Given instruction. Copy the material verbatim, beginning at the line containing "Thanks for the photo. Could you please mark the herbal" and continuing through its last line.

Data for processing.
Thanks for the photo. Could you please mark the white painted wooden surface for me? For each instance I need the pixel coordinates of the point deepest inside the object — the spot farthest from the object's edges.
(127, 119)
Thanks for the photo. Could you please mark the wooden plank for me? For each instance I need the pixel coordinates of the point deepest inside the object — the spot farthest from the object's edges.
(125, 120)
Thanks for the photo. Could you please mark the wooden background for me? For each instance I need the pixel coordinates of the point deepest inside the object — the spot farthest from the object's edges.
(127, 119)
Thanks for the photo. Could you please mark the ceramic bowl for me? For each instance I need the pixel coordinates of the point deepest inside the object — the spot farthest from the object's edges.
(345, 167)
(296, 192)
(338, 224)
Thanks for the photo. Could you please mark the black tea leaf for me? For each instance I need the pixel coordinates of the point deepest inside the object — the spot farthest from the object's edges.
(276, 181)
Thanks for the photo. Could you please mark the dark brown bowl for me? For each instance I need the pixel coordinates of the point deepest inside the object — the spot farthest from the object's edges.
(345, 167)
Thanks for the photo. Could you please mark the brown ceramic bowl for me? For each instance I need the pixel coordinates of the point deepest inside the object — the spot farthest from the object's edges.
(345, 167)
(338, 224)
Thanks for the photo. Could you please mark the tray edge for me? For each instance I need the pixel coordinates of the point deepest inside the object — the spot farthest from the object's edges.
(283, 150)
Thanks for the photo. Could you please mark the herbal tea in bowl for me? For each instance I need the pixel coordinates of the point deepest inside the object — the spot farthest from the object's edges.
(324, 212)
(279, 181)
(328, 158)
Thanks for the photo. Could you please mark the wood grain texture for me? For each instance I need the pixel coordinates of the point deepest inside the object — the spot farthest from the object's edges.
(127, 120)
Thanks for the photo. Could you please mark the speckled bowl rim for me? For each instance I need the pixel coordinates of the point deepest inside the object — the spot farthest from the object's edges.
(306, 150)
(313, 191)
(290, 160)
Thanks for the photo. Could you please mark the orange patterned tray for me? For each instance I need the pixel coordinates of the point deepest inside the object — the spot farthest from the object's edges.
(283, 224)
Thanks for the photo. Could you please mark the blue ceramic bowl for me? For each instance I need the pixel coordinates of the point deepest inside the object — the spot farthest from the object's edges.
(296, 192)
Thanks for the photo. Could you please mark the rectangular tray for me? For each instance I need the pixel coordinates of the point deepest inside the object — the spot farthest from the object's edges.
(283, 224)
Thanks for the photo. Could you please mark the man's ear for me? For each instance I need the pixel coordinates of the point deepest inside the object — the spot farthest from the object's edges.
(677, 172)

Finished task.
Thanks for the photo. Could you please mark the herbal tea in bowl for me? For each instance I need the pixel coordinates of the point deepest inside the object — the spot farthest from the object's edges.
(324, 212)
(279, 181)
(328, 158)
Thanks for the photo. Could you please mark the wood grain texture for me? For each instance I need the pixel coordinates of the point deepest inside the object — the spot farthest from the object's edges.
(127, 120)
Thanks for the photo. Could you please mark the speckled bowl rim for me? For each instance I need the pixel coordinates of the point deepest inside the object — the spot farthest from the object's edges.
(306, 150)
(313, 191)
(290, 160)
Thanks for the photo. Could you please mark the orange patterned tray for me? For each instance I need the pixel coordinates of the point deepest inside the object — the spot farthest from the object's edges.
(283, 224)
Thanks for the photo. Could you please mark the blue ceramic bowl for me? For each instance I need the pixel coordinates of the point deepest inside the object — the spot farthest from the object's edges.
(296, 192)
Thanks for the photo. Could you please mark the rectangular tray for me? For each instance I need the pixel coordinates of the point deepest inside the object — the spot farthest from the object's edges.
(283, 224)
Thanks for the photo. Could you please mark the man's ear for me? For each instance I need the pixel coordinates of the point deepest inside the object — the spot farthest from the object's edges.
(677, 172)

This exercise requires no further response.